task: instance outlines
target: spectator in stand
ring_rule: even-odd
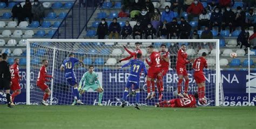
[[[132,34],[132,28],[130,25],[129,21],[125,22],[125,25],[123,27],[121,32],[122,39],[126,39],[128,35]]]
[[[167,30],[169,31],[169,39],[178,39],[180,30],[176,18],[172,18],[172,22],[168,24]]]
[[[29,19],[29,24],[32,22],[32,5],[29,0],[26,0],[25,5],[23,5],[22,10],[22,15],[24,18],[28,18]]]
[[[117,18],[113,18],[113,22],[110,23],[110,25],[109,27],[109,39],[111,39],[112,38],[113,34],[114,35],[114,38],[116,39],[119,39],[119,35],[120,31],[121,26],[120,26],[120,24],[117,23]]]
[[[183,17],[180,18],[180,39],[190,38],[191,26],[185,20],[185,18]]]
[[[99,24],[97,28],[98,39],[105,39],[105,36],[109,32],[107,27],[107,23],[106,22],[106,19],[102,18],[102,22]]]
[[[234,12],[231,10],[230,6],[227,6],[224,13],[223,13],[223,18],[222,21],[222,30],[225,30],[225,28],[228,26],[230,28],[230,37],[231,36],[234,28],[234,21],[235,20]]]
[[[253,12],[253,9],[249,10],[249,13],[246,15],[245,22],[248,27],[254,26],[256,27],[256,15]]]
[[[235,18],[234,23],[235,27],[241,26],[242,29],[245,24],[245,12],[242,10],[240,6],[238,6],[237,8],[237,13],[235,15]]]
[[[238,45],[240,45],[240,48],[242,48],[242,46],[245,46],[245,51],[246,51],[247,47],[251,46],[251,44],[249,42],[249,28],[247,27],[245,27],[245,29],[242,29],[242,31],[240,33],[238,37],[237,38],[237,42]]]
[[[218,8],[215,8],[214,12],[212,13],[210,18],[210,29],[212,30],[212,27],[217,26],[218,26],[218,35],[219,35],[220,31],[221,30],[221,20],[222,20],[222,14]]]
[[[202,32],[200,39],[213,39],[212,32],[210,30],[208,27],[205,27],[205,30]]]
[[[16,4],[12,8],[11,10],[12,13],[12,20],[14,21],[14,18],[17,18],[18,19],[18,24],[21,21],[24,20],[22,14],[22,7],[19,2],[17,2]]]
[[[166,38],[169,39],[169,32],[167,29],[167,21],[164,20],[163,25],[160,26],[158,28],[158,37],[166,37]]]
[[[151,24],[147,24],[147,27],[145,28],[144,31],[145,38],[146,39],[148,38],[152,39],[154,39],[154,35],[156,35],[156,29],[153,27]],[[148,37],[149,36],[151,36],[151,37]]]
[[[188,22],[190,22],[193,18],[198,18],[203,9],[204,9],[204,6],[202,3],[198,0],[194,0],[194,3],[192,3],[187,10]]]
[[[44,8],[43,4],[38,0],[34,1],[34,4],[32,5],[31,10],[32,20],[38,21],[41,23],[41,19],[44,17]]]
[[[165,20],[167,23],[172,22],[172,18],[174,17],[174,13],[173,11],[171,11],[169,6],[166,6],[165,10],[163,11],[161,16],[161,22],[164,22]]]
[[[138,17],[138,21],[140,23],[143,28],[145,28],[147,26],[147,24],[150,23],[149,15],[146,8],[143,8],[142,9],[142,12],[139,15]]]
[[[133,26],[133,30],[132,32],[132,37],[135,39],[136,37],[139,36],[140,39],[142,39],[143,29],[139,21],[137,22],[136,25]]]
[[[201,27],[203,26],[209,27],[210,19],[210,15],[207,13],[206,9],[204,9],[202,13],[199,15],[197,29],[200,30]]]
[[[151,24],[156,30],[157,30],[159,26],[161,24],[160,18],[161,15],[159,10],[157,8],[155,8],[154,14],[151,18]]]

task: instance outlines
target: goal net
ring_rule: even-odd
[[[143,61],[148,57],[146,47],[153,45],[154,51],[160,51],[161,44],[166,46],[166,51],[170,53],[169,70],[164,77],[164,96],[162,100],[176,98],[173,92],[177,92],[178,76],[176,73],[177,54],[182,44],[186,45],[188,59],[200,56],[203,52],[207,53],[206,59],[208,68],[204,70],[206,77],[206,94],[207,106],[218,106],[224,101],[224,93],[220,81],[219,67],[219,47],[218,39],[154,39],[154,40],[98,40],[98,39],[28,39],[27,42],[27,104],[39,104],[42,102],[43,91],[36,85],[36,80],[42,66],[42,60],[48,60],[46,67],[48,74],[54,76],[54,79],[46,84],[52,91],[47,101],[50,104],[70,105],[74,101],[72,87],[65,78],[64,73],[60,67],[63,61],[68,58],[70,53],[75,58],[83,61],[85,68],[76,64],[74,67],[77,82],[79,83],[83,75],[87,71],[88,67],[93,65],[95,71],[98,73],[100,81],[104,89],[102,104],[103,105],[119,106],[120,99],[130,73],[130,67],[119,70],[120,67],[129,62],[118,61],[129,56],[123,45],[126,45],[131,51],[135,50],[135,42],[141,42],[140,49],[143,53]],[[132,59],[131,59],[130,60]],[[145,62],[145,61],[144,61]],[[146,63],[145,62],[145,64]],[[192,64],[187,65],[186,69],[190,79],[188,93],[193,94],[198,87],[193,78]],[[149,66],[146,64],[147,69]],[[151,100],[145,100],[147,96],[146,77],[143,73],[140,76],[140,105],[153,105],[158,102],[157,88],[157,97]],[[182,91],[184,89],[183,82]],[[155,84],[156,85],[156,84]],[[85,105],[97,105],[98,93],[89,89],[81,98]],[[133,105],[135,97],[132,95],[127,98],[129,105]],[[199,103],[198,103],[198,104]]]

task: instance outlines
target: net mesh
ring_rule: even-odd
[[[176,92],[178,85],[178,76],[176,73],[176,66],[177,53],[180,46],[185,44],[187,46],[186,53],[188,55],[188,59],[196,59],[201,55],[204,52],[208,54],[207,60],[208,68],[204,70],[206,78],[206,97],[208,101],[207,105],[215,105],[216,97],[222,100],[223,95],[221,85],[220,84],[219,96],[215,95],[215,42],[192,43],[192,42],[142,42],[140,49],[143,53],[143,60],[149,55],[147,54],[146,47],[152,45],[154,51],[159,51],[160,45],[166,45],[166,51],[170,52],[169,71],[164,77],[164,96],[163,99],[169,100],[177,98],[173,92]],[[88,66],[92,64],[95,66],[95,71],[99,77],[100,81],[104,89],[103,102],[104,105],[120,105],[123,92],[125,88],[127,78],[130,73],[130,67],[121,70],[117,67],[122,66],[129,61],[124,61],[121,63],[118,60],[129,56],[125,51],[123,45],[131,51],[135,50],[135,42],[30,42],[30,103],[38,104],[42,101],[43,91],[36,85],[36,79],[38,72],[42,66],[41,61],[47,59],[49,64],[46,68],[48,74],[53,75],[54,80],[52,82],[46,83],[50,89],[52,90],[52,97],[50,97],[48,102],[50,103],[50,99],[52,99],[52,104],[69,105],[74,98],[72,95],[71,86],[69,85],[65,80],[64,72],[60,71],[60,67],[63,61],[66,59],[70,53],[75,55],[75,58],[82,60],[85,64],[85,68],[83,68],[79,64],[76,64],[74,71],[77,78],[77,82],[79,83],[83,74],[87,71]],[[132,59],[131,59],[131,60]],[[53,60],[55,63],[53,64]],[[145,64],[146,63],[144,61]],[[189,94],[193,94],[197,91],[197,86],[193,77],[193,70],[192,64],[187,65],[186,69],[190,78]],[[146,64],[147,69],[149,66]],[[140,77],[140,105],[152,105],[158,102],[158,98],[154,99],[145,101],[147,96],[146,77],[144,74]],[[185,81],[183,82],[183,91]],[[157,96],[157,88],[156,88]],[[98,93],[89,90],[82,95],[81,100],[86,105],[97,105],[98,103]],[[127,98],[129,104],[132,105],[135,103],[135,97],[130,96]]]

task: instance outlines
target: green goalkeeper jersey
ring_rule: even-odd
[[[85,82],[84,83],[83,83],[84,81]],[[83,75],[79,85],[79,86],[83,86],[82,84],[84,84],[84,85],[91,85],[96,83],[100,86],[100,83],[98,80],[98,74],[95,71],[93,71],[92,73],[86,71],[85,73],[84,73],[84,75]]]

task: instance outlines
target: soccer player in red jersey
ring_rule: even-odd
[[[149,46],[147,48],[147,52],[150,54],[149,56],[149,61],[146,59],[146,62],[150,66],[147,76],[147,96],[146,99],[154,98],[156,94],[154,93],[155,87],[152,87],[152,95],[150,94],[150,86],[151,81],[154,78],[157,78],[160,84],[160,87],[163,87],[163,77],[161,73],[161,64],[160,63],[160,53],[154,52],[153,46]]]
[[[186,64],[190,63],[193,59],[190,60],[187,60],[187,55],[185,52],[186,45],[183,44],[181,47],[178,51],[177,62],[176,63],[176,71],[179,76],[179,81],[178,82],[178,95],[181,97],[188,97],[187,89],[188,88],[188,77],[187,76],[187,70],[186,69]],[[181,84],[183,81],[183,77],[185,78],[185,91],[183,92],[183,95],[181,94]]]
[[[48,66],[48,61],[47,60],[43,60],[42,61],[42,63],[43,66],[40,69],[40,71],[38,73],[36,85],[44,91],[44,97],[43,98],[42,103],[43,105],[47,106],[48,105],[48,104],[46,103],[46,100],[51,94],[51,90],[49,87],[45,84],[45,82],[51,81],[51,80],[48,80],[46,78],[53,78],[53,77],[46,74],[46,67]]]
[[[193,64],[193,68],[194,70],[194,78],[198,86],[198,92],[199,103],[202,105],[207,103],[206,100],[205,99],[205,77],[203,73],[204,68],[208,68],[207,61],[205,60],[206,57],[206,53],[203,52],[202,56],[196,59]]]
[[[21,92],[21,87],[19,86],[19,81],[22,78],[21,76],[19,76],[19,59],[15,58],[14,59],[14,64],[11,66],[10,68],[10,71],[11,73],[11,82],[12,84],[11,86],[11,89],[13,92],[11,95],[11,101],[12,102],[12,105],[15,105],[13,103],[15,96],[19,95]]]
[[[181,98],[164,101],[156,103],[156,107],[159,108],[197,108],[197,99],[198,94],[188,95],[187,98]]]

★ ★ ★ ★

▸ **TASK GOAL**: Extract every line of the material above that contains the string "jersey". Case counts.

▸ **FULL RESPONSE**:
target: green goalkeeper jersey
target: soccer player in red jersey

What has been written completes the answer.